EXERCISE BRIEF
Can you write out every line again, starting at the line that contains "point: bare arm" and ending at the line that contains "point: neck |", both included, with 13 added to each number in the coordinates and everything else left unchanged?

SUPPLIED RECORDS
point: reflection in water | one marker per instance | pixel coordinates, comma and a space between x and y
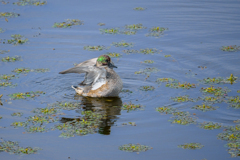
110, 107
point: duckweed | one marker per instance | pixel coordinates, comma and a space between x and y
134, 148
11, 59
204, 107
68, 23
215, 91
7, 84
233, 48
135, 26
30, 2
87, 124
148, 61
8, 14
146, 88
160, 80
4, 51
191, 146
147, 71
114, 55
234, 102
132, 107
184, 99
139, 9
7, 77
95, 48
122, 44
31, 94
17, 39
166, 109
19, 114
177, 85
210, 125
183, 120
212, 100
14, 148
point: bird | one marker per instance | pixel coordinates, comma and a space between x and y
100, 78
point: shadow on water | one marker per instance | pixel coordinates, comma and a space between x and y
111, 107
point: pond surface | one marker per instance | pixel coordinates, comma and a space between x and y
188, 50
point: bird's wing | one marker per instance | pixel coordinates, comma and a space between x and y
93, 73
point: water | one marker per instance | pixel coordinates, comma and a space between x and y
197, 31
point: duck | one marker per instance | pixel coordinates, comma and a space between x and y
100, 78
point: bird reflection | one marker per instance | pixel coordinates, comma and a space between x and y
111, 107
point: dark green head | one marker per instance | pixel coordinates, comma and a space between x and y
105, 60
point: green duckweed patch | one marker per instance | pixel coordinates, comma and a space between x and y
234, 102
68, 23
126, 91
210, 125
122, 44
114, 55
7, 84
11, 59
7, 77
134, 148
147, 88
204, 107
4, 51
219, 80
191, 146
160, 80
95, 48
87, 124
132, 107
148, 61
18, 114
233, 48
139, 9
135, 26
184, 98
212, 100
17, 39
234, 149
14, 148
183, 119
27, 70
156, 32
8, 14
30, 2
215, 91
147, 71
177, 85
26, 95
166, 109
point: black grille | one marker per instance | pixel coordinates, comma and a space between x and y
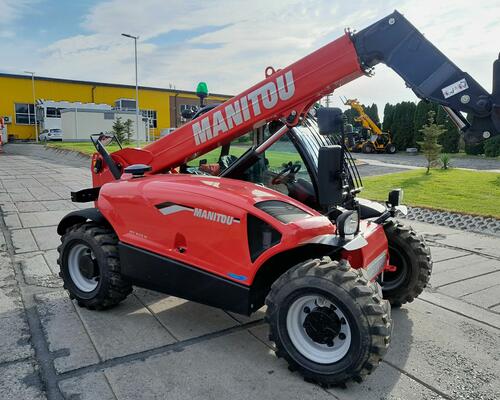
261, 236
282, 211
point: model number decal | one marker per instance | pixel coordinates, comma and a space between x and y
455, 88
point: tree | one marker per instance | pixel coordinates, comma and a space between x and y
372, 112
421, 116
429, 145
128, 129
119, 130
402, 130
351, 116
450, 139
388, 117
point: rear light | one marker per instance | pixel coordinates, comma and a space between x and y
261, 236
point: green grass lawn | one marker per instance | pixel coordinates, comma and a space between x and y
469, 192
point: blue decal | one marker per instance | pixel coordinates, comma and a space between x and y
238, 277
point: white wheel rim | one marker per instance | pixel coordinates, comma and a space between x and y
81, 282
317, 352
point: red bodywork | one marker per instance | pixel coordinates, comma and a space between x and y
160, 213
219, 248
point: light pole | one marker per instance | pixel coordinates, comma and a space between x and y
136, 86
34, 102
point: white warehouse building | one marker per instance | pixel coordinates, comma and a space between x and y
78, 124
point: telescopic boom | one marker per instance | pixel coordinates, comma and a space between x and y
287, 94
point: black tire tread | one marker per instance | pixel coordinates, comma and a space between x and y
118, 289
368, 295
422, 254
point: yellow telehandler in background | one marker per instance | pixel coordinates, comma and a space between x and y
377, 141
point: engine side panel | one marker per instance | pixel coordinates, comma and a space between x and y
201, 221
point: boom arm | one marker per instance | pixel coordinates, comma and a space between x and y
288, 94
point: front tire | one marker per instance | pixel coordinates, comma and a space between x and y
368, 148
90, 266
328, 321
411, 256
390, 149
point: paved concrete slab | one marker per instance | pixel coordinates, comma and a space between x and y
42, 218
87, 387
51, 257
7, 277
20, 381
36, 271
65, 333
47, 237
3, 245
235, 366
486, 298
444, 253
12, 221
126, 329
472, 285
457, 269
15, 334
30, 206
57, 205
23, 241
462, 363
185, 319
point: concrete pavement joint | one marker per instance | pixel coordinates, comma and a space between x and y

...

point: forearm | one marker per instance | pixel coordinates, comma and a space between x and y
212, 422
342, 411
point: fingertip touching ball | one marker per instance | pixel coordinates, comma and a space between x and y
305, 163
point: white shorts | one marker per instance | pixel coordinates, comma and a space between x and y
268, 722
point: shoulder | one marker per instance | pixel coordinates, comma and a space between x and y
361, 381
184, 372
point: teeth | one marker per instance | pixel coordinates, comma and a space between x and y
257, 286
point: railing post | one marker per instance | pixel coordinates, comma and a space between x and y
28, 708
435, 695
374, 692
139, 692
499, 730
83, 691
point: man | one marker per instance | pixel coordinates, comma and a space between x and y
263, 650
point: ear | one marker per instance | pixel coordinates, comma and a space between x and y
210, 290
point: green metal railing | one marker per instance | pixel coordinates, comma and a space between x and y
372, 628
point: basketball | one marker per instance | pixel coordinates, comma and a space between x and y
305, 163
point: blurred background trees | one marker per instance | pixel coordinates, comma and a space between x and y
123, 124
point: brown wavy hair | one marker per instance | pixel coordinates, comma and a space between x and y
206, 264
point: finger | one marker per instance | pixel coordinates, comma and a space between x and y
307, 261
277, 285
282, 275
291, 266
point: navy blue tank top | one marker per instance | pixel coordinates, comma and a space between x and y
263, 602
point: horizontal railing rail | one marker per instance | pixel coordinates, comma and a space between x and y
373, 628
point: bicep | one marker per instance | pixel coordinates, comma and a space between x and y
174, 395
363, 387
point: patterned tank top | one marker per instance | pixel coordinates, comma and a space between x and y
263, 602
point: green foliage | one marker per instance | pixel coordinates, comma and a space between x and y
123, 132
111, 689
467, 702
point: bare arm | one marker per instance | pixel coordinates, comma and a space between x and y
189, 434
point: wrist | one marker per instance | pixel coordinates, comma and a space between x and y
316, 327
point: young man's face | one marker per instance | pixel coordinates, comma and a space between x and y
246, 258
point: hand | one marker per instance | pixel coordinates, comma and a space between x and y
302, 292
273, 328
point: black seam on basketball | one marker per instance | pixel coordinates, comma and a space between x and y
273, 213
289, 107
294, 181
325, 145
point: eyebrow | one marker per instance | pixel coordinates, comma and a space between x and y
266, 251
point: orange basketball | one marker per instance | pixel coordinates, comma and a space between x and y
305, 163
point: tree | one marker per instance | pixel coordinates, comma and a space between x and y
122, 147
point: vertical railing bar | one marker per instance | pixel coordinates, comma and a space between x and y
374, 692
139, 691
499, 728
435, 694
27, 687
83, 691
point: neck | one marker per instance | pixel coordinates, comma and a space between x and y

FINISHED EXERCISE
point: bare arm | one marker per instance | pixel coordinates, comma and a space between x and y
202, 447
point: wrist | one marker per instance | pixel coordinates, comma and a space between x and y
329, 340
point: young man's face | one marker per instance | pixel coordinates, comma and a space between x and y
259, 271
point: hand | one marker per instance | pixel coordinates, comma and a space between x and y
315, 305
286, 341
point: black seam on basketball | one marker per instance | pixel coordinates, comma and a space between x and y
286, 226
302, 120
307, 194
338, 158
point: eyebrow | one marker per instance | pixel coordinates, comma and a space between x and y
279, 264
point: orange basketball | one marker per instance | pixel coordinates, comma and a space between x and y
318, 176
point: tree | one marker per instance | pixel coordinates, comma and a space between x and y
135, 160
point: vertical railing bar | one marker per instance | pixel coordinates, comma and a space between x and y
387, 705
152, 704
512, 741
448, 707
40, 700
96, 704
point: neck | one marker per instance | pixel coordinates, comma and a space between x and y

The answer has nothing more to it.